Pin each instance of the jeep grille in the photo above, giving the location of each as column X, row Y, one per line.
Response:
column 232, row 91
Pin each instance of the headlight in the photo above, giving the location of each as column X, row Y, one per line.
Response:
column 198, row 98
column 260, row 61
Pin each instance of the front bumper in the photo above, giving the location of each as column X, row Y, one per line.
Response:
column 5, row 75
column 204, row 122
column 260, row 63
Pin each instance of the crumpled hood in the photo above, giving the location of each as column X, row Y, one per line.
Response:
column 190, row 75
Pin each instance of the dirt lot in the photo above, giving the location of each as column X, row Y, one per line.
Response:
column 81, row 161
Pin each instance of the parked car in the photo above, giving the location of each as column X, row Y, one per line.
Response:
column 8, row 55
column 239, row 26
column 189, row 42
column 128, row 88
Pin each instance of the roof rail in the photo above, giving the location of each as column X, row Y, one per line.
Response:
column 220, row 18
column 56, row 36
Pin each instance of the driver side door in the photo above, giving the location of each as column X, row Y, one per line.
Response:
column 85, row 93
----
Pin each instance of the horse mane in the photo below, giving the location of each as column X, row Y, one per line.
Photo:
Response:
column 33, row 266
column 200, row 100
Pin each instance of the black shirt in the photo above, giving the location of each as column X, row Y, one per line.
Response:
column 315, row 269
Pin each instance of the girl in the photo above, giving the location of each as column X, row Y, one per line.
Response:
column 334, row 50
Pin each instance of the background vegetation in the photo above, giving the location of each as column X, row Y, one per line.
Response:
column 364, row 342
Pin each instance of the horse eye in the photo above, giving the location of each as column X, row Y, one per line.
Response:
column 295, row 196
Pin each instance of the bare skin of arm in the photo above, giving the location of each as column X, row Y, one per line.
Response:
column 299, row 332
----
* **TASK STATEMENT**:
From the listing above, extract the lines from the one containing "Pin each instance of the driver" through the one containing "column 85, row 93", including both, and reproduce them without any change.

* **SOLUTION**:
Pin each instance of the driver side door in the photo above, giving the location of each as column X, row Y, one per line.
Response:
column 85, row 93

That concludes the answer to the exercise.